Challenge: Rewrite the part of the listing that opens with the line containing "point_to(query) returns, for every instance of the green" and runs through the end of the listing, changing "boat hull" to "vessel hull" and leaving everything else as it is.

Material supplied:
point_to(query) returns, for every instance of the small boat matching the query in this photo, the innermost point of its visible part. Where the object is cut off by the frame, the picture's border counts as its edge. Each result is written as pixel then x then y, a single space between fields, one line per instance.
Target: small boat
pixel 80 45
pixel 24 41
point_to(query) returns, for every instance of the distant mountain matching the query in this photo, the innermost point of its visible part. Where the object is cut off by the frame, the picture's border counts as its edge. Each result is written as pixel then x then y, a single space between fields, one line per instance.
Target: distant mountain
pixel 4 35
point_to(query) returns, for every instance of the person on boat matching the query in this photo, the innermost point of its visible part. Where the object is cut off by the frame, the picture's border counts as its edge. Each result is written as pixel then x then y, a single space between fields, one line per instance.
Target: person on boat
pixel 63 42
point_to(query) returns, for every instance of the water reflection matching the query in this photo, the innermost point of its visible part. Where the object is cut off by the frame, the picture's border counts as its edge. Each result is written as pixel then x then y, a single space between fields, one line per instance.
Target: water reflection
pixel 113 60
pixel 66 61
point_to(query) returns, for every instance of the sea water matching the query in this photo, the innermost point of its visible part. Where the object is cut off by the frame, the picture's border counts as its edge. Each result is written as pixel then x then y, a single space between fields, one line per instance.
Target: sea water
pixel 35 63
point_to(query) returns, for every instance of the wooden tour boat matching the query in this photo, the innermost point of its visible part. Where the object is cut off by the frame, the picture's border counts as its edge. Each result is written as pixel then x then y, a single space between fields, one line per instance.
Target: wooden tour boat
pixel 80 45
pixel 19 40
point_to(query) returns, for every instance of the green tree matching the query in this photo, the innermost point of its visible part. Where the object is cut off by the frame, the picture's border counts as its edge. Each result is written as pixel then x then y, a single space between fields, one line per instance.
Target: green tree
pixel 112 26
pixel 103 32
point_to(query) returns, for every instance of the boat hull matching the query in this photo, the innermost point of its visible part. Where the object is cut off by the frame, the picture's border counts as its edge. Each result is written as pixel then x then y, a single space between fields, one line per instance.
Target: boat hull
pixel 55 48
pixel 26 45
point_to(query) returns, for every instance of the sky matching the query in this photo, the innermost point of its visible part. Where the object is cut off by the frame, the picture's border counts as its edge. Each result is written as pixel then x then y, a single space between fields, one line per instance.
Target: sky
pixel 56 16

Full output:
point_to(query) returns, for every instance of the green tree matching the query in this photo, the innermost point of its visible part. Where the object is cut off by the frame, the picture's border counts as its edge. Each result is written as pixel then x then y, a single space between fields, one line per instance.
Target: green tree
pixel 112 26
pixel 103 32
point_to(query) returns, for every instance of the vessel hull matching the query in this photo, the innermost point of its visible part. Where the object is cut off by the frame, the picture's border counts as its edge. Each result is written as pixel then x then y, a single space between fields, one line per instance.
Target: vessel hull
pixel 55 48
pixel 26 45
point_to(query) returns, for every instance of the sky matching the query in this photo, the innermost point of its visible part. Where the object is cut off by the frame, the picture's border counts as its edge. Each result is written as pixel then x then y, a single space between fields, one line per instance.
Target: sky
pixel 56 16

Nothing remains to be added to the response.